» SELECTION

But when someone says something like "Healing surges ruin suspension of disbelief because human beings can't close cuts with their mind", it's a profound misinterpretation of how the rules about healing surges are written. They're described as specifically not being that in the book. 

Everyone has the right to make their own minds up about what is a dealbreaker for them in terms of creative buy-in to a system. I get that such a system may feel unrealistic for you. But again, saying it is unrealistic, for everyone, is presuming other people's preferences for them.

Edit: Yeah, I think it's just a difficult topic because people like stuff for different reasons, and I know for myself, I might give a particular reason why I prefer X over Y, but there's more to it than that. So it's like, am I discussing this one particular rule? Or is it wrapped up in my feelings about things associated with that rule? It makes it dicey to talk about without appearing confontational or defensive.


----------



## DanFor (Mar 5, 2010)

ST said:


> But when someone says something like "Healing surges ruin suspension of disbelief because human beings can't close cuts with their mind", it's a profound misinterpretation of how the rules about healing surges are written. They're described as specifically not being that in the book.

» Extracted data entries

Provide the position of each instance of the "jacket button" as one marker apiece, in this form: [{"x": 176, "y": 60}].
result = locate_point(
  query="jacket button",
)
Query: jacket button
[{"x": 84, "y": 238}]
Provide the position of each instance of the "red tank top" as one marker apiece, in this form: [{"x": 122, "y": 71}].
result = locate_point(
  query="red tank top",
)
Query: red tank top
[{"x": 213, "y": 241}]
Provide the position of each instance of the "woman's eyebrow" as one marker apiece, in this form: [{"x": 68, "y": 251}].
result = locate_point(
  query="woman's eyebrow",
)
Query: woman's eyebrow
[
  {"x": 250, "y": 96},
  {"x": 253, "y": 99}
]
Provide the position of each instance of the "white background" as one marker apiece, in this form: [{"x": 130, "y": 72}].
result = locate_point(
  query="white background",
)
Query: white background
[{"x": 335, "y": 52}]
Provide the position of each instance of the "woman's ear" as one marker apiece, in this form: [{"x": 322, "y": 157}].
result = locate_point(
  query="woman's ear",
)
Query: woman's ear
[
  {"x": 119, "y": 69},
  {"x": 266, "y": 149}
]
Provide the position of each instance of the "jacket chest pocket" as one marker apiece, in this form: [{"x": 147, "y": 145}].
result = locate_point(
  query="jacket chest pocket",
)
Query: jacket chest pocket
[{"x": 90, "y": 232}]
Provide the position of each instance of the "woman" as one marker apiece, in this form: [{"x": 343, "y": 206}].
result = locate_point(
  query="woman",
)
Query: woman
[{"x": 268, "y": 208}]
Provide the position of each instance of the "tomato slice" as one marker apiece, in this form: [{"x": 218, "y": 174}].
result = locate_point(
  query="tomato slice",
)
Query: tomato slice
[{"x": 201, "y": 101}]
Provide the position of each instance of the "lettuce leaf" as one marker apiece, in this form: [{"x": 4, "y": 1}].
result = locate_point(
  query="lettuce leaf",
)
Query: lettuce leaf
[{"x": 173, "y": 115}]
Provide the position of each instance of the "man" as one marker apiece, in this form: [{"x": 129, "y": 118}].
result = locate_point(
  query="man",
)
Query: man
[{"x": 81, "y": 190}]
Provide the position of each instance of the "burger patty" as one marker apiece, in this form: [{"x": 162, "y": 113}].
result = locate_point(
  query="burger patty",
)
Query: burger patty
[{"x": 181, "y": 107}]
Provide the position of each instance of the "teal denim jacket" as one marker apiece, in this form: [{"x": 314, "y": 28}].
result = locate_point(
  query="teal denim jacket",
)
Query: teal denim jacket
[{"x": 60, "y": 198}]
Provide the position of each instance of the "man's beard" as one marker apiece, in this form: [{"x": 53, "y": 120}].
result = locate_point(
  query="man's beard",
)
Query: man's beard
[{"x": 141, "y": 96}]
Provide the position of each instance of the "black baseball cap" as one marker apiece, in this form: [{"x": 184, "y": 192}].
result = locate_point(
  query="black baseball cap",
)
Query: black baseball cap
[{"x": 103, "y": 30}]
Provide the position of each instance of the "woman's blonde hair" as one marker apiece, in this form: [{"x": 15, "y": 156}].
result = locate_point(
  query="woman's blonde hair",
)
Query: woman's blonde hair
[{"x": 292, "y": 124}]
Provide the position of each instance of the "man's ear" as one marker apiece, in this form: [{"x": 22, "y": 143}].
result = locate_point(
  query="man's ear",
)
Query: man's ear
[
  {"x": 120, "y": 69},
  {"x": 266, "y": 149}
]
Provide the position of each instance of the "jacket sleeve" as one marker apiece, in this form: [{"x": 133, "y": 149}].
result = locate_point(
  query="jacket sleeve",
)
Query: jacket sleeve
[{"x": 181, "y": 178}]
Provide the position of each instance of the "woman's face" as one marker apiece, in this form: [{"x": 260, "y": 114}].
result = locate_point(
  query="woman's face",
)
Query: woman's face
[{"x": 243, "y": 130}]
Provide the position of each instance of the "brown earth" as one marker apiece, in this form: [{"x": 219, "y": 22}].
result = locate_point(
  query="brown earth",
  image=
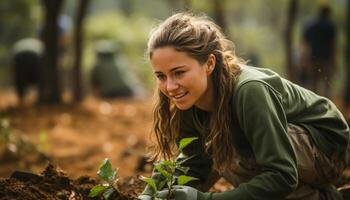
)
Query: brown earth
[{"x": 75, "y": 138}]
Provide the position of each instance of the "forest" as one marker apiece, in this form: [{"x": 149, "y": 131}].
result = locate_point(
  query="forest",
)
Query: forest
[{"x": 61, "y": 127}]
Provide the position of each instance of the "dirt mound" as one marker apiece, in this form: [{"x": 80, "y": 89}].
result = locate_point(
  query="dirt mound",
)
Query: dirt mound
[{"x": 54, "y": 184}]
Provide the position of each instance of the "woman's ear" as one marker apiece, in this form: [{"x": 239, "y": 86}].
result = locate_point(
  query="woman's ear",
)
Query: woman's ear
[{"x": 211, "y": 64}]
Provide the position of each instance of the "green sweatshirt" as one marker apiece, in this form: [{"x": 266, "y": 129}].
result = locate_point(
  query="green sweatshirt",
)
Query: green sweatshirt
[{"x": 262, "y": 105}]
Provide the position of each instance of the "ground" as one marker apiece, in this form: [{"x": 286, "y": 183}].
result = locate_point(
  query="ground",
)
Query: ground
[{"x": 77, "y": 137}]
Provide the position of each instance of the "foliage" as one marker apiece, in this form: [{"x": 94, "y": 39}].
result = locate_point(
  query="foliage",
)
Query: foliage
[
  {"x": 110, "y": 176},
  {"x": 167, "y": 169}
]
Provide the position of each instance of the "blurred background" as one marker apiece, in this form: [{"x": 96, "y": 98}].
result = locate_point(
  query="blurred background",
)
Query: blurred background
[{"x": 76, "y": 85}]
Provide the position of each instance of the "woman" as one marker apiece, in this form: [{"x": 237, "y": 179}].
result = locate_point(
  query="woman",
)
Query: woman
[{"x": 267, "y": 136}]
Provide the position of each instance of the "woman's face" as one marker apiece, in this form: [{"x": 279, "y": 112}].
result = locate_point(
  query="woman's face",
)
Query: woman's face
[{"x": 183, "y": 79}]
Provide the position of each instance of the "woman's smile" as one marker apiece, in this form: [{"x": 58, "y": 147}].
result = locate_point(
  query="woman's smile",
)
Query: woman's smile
[{"x": 182, "y": 78}]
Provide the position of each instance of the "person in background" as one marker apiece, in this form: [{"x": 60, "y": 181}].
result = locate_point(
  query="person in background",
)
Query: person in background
[
  {"x": 26, "y": 60},
  {"x": 270, "y": 138},
  {"x": 319, "y": 51}
]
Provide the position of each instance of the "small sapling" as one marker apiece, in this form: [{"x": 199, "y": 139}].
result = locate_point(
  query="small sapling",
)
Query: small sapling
[
  {"x": 109, "y": 176},
  {"x": 167, "y": 169}
]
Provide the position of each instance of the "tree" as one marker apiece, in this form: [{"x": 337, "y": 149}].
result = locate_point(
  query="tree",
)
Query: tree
[
  {"x": 291, "y": 16},
  {"x": 219, "y": 15},
  {"x": 347, "y": 57},
  {"x": 78, "y": 43},
  {"x": 49, "y": 85}
]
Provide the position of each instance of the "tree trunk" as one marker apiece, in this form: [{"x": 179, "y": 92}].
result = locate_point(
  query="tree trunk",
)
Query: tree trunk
[
  {"x": 219, "y": 15},
  {"x": 49, "y": 85},
  {"x": 292, "y": 12},
  {"x": 347, "y": 58},
  {"x": 78, "y": 43}
]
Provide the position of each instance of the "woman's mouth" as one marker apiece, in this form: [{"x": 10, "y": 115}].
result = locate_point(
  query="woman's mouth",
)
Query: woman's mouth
[{"x": 179, "y": 96}]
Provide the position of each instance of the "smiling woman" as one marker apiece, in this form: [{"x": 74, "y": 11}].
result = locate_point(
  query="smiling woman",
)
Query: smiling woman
[
  {"x": 176, "y": 73},
  {"x": 270, "y": 138}
]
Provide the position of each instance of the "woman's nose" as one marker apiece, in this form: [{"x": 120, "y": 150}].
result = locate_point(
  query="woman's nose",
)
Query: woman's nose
[{"x": 171, "y": 85}]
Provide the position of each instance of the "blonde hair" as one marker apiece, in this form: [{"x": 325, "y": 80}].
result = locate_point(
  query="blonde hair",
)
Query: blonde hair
[{"x": 198, "y": 37}]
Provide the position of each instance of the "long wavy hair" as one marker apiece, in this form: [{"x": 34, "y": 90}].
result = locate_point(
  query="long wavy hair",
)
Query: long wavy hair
[{"x": 198, "y": 37}]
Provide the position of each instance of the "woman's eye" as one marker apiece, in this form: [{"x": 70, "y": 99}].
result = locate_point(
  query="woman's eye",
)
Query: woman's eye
[
  {"x": 179, "y": 73},
  {"x": 160, "y": 77}
]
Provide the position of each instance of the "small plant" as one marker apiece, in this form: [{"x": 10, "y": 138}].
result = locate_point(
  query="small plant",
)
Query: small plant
[
  {"x": 167, "y": 169},
  {"x": 110, "y": 176}
]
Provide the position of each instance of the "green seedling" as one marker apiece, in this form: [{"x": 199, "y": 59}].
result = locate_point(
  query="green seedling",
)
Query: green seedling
[
  {"x": 109, "y": 176},
  {"x": 167, "y": 169}
]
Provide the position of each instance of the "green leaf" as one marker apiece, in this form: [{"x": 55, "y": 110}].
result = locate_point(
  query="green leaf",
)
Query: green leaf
[
  {"x": 150, "y": 182},
  {"x": 106, "y": 172},
  {"x": 182, "y": 180},
  {"x": 184, "y": 159},
  {"x": 169, "y": 163},
  {"x": 183, "y": 169},
  {"x": 107, "y": 193},
  {"x": 97, "y": 190},
  {"x": 162, "y": 171},
  {"x": 186, "y": 141}
]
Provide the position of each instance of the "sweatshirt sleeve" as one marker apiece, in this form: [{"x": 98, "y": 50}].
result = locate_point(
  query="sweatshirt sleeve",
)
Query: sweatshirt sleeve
[{"x": 260, "y": 114}]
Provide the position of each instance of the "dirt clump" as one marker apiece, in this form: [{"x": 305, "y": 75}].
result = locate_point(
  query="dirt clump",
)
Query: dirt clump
[{"x": 54, "y": 184}]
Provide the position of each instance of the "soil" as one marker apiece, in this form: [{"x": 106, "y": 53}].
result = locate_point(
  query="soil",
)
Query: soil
[
  {"x": 54, "y": 184},
  {"x": 62, "y": 147}
]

» WHAT TO WORK ON
- a) Recast the paragraph of the healing surges thread that opens with "Edit: Yeah" as a short bulleted list that keeps its main points.
- b) Write out each sentence of the healing surges thread's paragraph beginning "Everyone has the right" as a separate item.
- c) Please carry on the healing surges thread from the point where it ends.

» ANSWERS BY TASK
- a)
- Healing surges are a difficult topic because people like things for different reasons.
- The writer might give one reason for preferring X over Y, but there is more to it than that.
- It is unclear whether the discussion is about that one rule or about feelings tied to things associated with it.
- This makes the topic hard to discuss without seeming confrontational or defensive.

- b)
1. Everyone has the right to make their own minds up about what is a dealbreaker for them in terms of creative buy-in to a system.
2. I get that such a system may feel unrealistic for you.
3. But again, saying it is unrealistic, for everyone, is presuming other people's preferences for them.

- c)
I have never played 4E, but I have no problem--in game terms--with the second-wind/healing surge mechanic (as I understand it). But, I must say that it is easier to suspend disbelief with the rest-or-magic method of restoring hit points vs. the healing surge mechanic. Of course, the healing surge mechanic was created to fix the 15-minute day adventure problem. I personally think there are better ways to do that, but apparently a lot of other people don't find the assumptions behind the healing surge mechanic to be a problem. Which is fine and dandy with me. That doesn't mean that the people who do have a problem with it should be summarily dismissed as trolls because they describe the mechanic as "videogamey" (i.e. artificial).



ST said:


> Everyone has the right to make their own minds up about what is a dealbreaker for them in terms of creative buy-in to a system. I get that such a system may feel unrealistic for you. But again, saying it is unrealistic, for everyone, is presuming other people's preferences for them.




I don't think one side is presuming the other side's preferences. I think both sides are being dismissive of the other.


----------



## Plane Sailing (Mar 5, 2010)

Looks like we might be getting close to the point where we might as well close this thread, as it has drifted a long, long way from its original premise.

Unless you guys can demonstrate that it is worth keeping open?

Thanks


----------



## JohnSnow (Mar 5, 2010)

Raven Crowking said:


> Slapping "D&D" on something is not enough to make it "D&D".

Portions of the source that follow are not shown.